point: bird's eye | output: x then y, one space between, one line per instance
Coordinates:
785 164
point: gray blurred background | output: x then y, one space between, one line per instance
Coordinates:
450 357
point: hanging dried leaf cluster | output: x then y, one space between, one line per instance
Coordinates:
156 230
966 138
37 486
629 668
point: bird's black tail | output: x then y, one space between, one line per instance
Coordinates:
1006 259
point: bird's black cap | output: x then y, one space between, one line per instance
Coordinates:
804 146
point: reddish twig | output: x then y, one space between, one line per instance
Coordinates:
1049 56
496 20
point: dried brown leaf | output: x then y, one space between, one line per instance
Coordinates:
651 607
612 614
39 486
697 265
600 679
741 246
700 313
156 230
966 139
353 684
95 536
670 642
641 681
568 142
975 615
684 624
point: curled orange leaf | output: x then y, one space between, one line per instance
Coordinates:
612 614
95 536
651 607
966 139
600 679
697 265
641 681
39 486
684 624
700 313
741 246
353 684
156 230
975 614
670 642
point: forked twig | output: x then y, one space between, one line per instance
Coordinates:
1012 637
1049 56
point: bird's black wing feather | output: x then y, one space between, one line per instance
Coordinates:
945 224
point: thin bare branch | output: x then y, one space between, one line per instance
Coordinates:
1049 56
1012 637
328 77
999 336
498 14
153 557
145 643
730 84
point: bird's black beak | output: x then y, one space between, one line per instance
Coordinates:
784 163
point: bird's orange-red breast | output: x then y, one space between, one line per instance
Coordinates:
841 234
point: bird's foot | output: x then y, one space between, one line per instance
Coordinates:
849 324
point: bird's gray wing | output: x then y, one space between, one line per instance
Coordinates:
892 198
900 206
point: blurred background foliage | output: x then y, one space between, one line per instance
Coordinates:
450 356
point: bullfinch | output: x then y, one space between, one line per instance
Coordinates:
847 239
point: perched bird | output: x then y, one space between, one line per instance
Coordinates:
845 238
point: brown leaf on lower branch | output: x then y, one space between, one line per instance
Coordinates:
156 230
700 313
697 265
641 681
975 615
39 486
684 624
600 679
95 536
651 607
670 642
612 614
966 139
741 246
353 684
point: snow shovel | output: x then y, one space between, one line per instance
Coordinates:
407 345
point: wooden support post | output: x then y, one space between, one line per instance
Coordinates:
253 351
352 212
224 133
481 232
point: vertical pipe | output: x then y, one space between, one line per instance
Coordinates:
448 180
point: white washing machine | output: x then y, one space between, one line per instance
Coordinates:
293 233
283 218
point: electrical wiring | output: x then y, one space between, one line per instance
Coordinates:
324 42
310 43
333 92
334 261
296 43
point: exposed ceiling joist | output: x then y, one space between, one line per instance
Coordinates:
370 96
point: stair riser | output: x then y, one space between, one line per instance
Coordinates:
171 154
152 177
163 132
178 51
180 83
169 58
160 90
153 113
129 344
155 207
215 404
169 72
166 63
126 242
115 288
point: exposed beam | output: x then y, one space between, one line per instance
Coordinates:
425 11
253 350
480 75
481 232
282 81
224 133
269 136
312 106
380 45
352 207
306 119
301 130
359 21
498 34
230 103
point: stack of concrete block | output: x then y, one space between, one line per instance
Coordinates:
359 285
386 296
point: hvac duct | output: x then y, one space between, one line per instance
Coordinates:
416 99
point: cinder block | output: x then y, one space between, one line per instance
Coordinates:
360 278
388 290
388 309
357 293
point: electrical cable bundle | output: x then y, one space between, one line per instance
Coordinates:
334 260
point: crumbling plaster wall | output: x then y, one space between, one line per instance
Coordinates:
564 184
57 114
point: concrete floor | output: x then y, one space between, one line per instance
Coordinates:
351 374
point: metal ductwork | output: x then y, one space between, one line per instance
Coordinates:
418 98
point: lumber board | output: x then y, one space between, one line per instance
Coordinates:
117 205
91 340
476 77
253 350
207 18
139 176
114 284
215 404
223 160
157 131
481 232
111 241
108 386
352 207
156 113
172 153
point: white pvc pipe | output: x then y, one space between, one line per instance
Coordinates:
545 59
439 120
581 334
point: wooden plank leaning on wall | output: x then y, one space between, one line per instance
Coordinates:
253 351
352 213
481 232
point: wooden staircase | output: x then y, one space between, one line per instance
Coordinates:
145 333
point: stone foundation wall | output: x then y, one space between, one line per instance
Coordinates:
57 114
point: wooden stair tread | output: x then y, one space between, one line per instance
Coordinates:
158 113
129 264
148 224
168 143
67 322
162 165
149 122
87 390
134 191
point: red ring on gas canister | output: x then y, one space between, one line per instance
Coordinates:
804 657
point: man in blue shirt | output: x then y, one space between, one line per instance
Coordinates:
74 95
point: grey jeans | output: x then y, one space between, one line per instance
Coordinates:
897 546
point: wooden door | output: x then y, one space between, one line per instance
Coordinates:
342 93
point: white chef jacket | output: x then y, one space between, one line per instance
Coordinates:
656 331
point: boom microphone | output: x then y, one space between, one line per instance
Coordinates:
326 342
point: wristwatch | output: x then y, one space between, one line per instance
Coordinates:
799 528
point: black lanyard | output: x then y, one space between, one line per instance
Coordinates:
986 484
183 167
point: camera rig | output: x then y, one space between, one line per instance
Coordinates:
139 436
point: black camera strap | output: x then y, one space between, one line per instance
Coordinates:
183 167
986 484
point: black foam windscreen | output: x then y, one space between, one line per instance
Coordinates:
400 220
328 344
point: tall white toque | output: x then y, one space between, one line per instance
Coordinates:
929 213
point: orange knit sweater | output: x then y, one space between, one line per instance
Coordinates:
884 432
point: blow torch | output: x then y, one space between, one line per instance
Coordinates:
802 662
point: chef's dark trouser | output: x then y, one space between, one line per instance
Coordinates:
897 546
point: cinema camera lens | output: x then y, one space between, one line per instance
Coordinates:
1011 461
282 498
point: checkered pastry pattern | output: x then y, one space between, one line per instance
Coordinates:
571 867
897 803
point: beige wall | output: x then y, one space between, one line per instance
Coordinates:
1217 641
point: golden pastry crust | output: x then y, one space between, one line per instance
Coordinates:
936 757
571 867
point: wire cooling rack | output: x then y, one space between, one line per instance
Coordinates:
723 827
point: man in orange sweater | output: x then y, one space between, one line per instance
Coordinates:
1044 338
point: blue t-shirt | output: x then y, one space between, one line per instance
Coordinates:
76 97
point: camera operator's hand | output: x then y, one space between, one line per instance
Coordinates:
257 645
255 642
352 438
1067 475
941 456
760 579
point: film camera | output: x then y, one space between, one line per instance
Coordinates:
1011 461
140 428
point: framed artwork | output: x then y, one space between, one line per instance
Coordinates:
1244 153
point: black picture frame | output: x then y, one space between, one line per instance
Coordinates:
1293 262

*REQUIRED ACTION:*
Your answer should consist of every line from the entries that holds "background".

*TASK SOLUTION:*
point: gray blurred background | output: x then y, one space between, one line per instance
point: blurred background foliage | output: x then y, one space between, one line per instance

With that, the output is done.